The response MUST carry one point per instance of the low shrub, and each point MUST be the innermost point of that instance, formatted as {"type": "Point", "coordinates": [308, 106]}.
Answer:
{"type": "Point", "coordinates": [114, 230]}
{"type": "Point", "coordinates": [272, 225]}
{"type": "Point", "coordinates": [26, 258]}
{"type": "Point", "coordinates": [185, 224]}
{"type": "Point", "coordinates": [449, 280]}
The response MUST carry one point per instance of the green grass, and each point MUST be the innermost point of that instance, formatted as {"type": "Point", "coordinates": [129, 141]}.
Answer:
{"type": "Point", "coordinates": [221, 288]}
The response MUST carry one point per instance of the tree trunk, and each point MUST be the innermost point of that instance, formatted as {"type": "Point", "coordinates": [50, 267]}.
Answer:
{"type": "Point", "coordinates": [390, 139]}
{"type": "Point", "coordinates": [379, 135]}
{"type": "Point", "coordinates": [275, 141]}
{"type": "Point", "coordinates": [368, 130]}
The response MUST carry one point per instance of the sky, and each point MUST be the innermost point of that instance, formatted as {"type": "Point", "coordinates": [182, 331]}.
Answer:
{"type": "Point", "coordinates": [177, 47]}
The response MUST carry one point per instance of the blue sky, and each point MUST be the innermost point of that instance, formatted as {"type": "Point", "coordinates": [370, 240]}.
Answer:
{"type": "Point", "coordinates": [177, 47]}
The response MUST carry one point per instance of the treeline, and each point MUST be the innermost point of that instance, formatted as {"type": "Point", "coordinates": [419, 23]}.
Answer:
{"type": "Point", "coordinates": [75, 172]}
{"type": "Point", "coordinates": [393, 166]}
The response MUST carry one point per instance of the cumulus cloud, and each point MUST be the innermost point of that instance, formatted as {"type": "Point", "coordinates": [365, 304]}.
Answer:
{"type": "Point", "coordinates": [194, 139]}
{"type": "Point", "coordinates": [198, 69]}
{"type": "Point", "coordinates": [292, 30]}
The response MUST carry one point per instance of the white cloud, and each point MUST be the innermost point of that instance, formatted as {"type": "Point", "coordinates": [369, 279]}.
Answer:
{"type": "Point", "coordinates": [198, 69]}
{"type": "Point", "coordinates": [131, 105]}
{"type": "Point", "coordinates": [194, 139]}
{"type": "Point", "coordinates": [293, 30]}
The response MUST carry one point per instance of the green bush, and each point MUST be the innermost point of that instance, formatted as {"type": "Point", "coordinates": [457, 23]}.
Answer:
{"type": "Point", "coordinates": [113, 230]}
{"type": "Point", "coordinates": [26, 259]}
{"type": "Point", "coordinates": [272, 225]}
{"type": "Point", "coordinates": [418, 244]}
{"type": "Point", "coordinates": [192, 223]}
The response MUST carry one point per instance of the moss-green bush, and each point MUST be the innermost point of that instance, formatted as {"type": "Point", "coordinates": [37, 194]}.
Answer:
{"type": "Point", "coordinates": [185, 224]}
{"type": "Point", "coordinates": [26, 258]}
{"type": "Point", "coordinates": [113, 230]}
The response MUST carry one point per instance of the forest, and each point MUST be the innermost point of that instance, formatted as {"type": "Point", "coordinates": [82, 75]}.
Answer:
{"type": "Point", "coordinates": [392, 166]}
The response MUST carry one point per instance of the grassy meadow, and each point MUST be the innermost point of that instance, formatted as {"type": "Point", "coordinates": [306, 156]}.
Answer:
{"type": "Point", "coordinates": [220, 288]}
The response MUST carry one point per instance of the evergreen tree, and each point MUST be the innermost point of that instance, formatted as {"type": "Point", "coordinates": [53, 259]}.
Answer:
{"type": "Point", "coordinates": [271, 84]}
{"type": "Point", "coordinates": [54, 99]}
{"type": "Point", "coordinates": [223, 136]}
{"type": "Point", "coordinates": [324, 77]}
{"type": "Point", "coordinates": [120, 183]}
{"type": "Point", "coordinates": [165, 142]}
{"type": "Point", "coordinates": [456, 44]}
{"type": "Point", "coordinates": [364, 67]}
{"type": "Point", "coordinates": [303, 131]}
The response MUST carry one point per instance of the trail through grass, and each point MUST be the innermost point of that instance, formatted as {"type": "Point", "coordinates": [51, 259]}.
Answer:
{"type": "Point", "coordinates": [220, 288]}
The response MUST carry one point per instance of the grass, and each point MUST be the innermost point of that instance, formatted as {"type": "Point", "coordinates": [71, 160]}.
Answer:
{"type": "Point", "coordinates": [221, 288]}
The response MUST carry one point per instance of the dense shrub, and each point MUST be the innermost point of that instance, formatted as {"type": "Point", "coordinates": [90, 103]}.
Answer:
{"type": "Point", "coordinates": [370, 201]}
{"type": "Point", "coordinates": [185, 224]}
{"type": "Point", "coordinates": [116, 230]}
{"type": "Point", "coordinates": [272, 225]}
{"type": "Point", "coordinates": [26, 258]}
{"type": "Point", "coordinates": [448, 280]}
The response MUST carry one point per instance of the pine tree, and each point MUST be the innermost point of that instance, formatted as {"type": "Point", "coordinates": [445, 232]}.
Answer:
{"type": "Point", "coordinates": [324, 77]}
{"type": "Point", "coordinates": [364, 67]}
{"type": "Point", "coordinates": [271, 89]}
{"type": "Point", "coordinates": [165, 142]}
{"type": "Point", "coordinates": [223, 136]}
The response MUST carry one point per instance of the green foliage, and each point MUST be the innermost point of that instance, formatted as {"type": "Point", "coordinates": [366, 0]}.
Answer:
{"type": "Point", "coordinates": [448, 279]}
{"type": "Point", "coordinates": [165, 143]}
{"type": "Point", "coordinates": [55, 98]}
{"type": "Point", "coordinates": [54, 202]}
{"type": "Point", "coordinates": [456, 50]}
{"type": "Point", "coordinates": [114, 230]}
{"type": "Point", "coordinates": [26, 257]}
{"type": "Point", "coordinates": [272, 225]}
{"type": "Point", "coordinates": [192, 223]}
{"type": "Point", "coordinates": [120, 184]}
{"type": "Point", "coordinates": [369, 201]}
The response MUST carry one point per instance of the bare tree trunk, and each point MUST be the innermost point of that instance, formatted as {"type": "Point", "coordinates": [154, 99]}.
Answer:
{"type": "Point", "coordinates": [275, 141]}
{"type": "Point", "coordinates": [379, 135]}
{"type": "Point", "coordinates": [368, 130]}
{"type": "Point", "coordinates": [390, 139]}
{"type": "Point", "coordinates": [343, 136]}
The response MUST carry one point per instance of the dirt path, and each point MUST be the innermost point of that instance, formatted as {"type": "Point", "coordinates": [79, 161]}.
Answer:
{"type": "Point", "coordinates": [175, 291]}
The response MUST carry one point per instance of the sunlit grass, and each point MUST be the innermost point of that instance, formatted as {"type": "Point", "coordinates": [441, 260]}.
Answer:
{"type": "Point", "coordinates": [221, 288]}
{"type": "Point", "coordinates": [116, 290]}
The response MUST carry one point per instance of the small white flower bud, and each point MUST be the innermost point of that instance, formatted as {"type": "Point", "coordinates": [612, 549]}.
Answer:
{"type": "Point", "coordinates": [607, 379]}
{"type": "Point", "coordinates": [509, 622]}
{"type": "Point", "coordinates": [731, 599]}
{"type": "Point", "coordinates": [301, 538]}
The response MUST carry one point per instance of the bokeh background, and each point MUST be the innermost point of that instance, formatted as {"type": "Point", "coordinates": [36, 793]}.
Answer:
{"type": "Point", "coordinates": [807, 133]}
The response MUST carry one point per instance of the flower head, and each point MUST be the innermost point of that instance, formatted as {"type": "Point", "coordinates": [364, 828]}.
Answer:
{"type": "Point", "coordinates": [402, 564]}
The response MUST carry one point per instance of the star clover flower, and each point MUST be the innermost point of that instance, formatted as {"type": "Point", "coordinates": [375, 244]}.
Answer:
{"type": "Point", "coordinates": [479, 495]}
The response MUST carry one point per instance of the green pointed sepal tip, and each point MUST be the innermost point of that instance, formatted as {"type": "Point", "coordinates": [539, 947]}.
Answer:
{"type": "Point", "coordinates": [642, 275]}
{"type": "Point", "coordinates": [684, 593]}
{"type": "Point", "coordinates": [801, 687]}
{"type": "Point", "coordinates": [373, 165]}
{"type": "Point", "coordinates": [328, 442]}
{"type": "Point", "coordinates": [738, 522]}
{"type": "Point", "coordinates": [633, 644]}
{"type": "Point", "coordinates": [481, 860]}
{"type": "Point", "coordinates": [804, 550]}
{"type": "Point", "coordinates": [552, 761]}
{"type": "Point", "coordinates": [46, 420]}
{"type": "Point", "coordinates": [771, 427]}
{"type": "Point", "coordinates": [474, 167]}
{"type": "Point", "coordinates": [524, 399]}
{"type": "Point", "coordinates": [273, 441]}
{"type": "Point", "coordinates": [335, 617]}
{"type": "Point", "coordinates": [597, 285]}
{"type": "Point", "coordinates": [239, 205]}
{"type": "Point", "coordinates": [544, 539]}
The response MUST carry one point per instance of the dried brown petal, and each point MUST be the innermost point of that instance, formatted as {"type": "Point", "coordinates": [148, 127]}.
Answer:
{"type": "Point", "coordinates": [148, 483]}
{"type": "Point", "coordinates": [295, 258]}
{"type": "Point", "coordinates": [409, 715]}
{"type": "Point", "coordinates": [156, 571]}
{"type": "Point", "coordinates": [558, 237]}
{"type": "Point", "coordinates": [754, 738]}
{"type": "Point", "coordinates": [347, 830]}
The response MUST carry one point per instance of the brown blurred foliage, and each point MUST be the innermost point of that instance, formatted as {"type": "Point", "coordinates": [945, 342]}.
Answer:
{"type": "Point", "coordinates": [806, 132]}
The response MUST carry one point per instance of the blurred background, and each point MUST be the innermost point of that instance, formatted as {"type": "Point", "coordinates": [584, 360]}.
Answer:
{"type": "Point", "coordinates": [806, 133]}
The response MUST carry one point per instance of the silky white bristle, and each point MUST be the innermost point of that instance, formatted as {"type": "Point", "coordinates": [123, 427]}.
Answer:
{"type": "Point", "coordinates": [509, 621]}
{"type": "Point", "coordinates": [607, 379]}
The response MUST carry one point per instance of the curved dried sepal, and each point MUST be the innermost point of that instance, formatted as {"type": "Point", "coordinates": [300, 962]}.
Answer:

_ _ _ _

WHAT IS BEING ASKED >> Starting at the line that has "green grass, and" and ending at the line that has "the green bush, and", please write out the lines above exactly, leaving out all others.

RESPONSE FOR THIS EXERCISE >>
The response MUST carry one point per instance of the green grass, and each point MUST be the innermost point of that instance, formatted as {"type": "Point", "coordinates": [129, 141]}.
Answer:
{"type": "Point", "coordinates": [221, 288]}
The response MUST carry one point per instance of the tree trunk, and each point MUST be the innermost point of that instance, formatted as {"type": "Point", "coordinates": [50, 267]}.
Answer:
{"type": "Point", "coordinates": [390, 139]}
{"type": "Point", "coordinates": [379, 135]}
{"type": "Point", "coordinates": [275, 141]}
{"type": "Point", "coordinates": [368, 130]}
The response MUST carry one point per instance of the sky, and each point MUST be the innermost point of that instance, formatted as {"type": "Point", "coordinates": [182, 331]}.
Answer:
{"type": "Point", "coordinates": [177, 47]}
The response MUST carry one point per instance of the blue sky, and each point MUST be the innermost point of that instance, formatted as {"type": "Point", "coordinates": [370, 240]}.
Answer:
{"type": "Point", "coordinates": [177, 47]}
The response MUST carry one point per instance of the treeline, and each point MUST be the innermost point of that instance, formatted as {"type": "Point", "coordinates": [419, 23]}.
Answer:
{"type": "Point", "coordinates": [75, 172]}
{"type": "Point", "coordinates": [393, 166]}
The response MUST carry one point per instance of the cumulus cloud, and each point MUST be the innermost point of that instance, formatted as {"type": "Point", "coordinates": [365, 304]}.
Answer:
{"type": "Point", "coordinates": [194, 139]}
{"type": "Point", "coordinates": [198, 69]}
{"type": "Point", "coordinates": [292, 30]}
The response MUST carry one point per instance of the white cloud, and each point MUST be the innermost point of that instance, formatted as {"type": "Point", "coordinates": [369, 279]}.
Answer:
{"type": "Point", "coordinates": [198, 69]}
{"type": "Point", "coordinates": [131, 105]}
{"type": "Point", "coordinates": [194, 139]}
{"type": "Point", "coordinates": [293, 30]}
The response MUST carry one point per instance of the green bush, and each point MUST be the innermost point of that instance, formatted as {"type": "Point", "coordinates": [457, 23]}.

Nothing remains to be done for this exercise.